[Data pulled from a collection]
---*---
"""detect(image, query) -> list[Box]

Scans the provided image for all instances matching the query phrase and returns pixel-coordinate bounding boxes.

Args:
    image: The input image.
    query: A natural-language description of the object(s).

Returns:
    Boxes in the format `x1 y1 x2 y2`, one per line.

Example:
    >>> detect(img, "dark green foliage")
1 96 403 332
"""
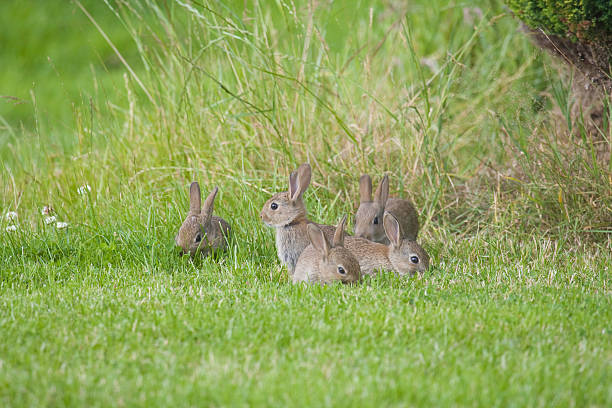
---*---
Reproduce the entire listing above without any changes, omitting the picture.

"""detect(image, query) -> list[Box]

Scans the provided image for all instances matching the query phrase and returns pixel-coordinate bounding boxes.

Args:
    image: The input image.
    query: A natural-language description of the object(s).

Returns:
    Boxes in the format `x1 y1 x2 y2`, one per line.

Example:
    >>> detect(img, "dark green foliage")
1 96 403 332
"""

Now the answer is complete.